====== DATASET

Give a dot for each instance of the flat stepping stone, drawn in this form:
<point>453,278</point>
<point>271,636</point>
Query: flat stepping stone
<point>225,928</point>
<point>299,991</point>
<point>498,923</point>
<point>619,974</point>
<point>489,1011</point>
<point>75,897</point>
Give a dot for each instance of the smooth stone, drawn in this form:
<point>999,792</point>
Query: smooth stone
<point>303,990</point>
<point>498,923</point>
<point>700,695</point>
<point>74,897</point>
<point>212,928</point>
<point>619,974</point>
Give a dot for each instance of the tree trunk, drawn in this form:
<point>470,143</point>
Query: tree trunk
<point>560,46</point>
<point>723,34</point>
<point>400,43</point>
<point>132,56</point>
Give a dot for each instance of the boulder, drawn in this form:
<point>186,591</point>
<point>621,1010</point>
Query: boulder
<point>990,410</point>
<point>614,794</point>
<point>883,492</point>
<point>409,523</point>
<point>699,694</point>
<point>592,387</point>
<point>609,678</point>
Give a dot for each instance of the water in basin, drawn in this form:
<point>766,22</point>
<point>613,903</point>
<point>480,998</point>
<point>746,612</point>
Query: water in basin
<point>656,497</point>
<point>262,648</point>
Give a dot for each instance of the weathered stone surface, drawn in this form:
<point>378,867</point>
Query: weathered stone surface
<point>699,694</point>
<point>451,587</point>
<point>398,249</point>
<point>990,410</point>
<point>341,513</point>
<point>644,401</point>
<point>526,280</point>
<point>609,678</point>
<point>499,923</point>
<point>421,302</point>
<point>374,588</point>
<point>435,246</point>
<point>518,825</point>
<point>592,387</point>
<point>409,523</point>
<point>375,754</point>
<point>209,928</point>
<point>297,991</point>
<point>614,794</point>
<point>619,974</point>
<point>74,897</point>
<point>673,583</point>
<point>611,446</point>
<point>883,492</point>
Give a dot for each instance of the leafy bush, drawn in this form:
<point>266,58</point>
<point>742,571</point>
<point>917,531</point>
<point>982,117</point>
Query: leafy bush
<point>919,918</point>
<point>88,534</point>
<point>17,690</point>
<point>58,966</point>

============

Can you rewrite the data from the line containing "Give a dot for each instance of the leafy" through the end, replacing "leafy bush" with "green shrub" and keeping everything else the same?

Give a dot for each instance of the green shrub, drawn in this form:
<point>266,58</point>
<point>742,571</point>
<point>917,531</point>
<point>982,117</point>
Query: green shrub
<point>919,918</point>
<point>88,534</point>
<point>17,690</point>
<point>58,966</point>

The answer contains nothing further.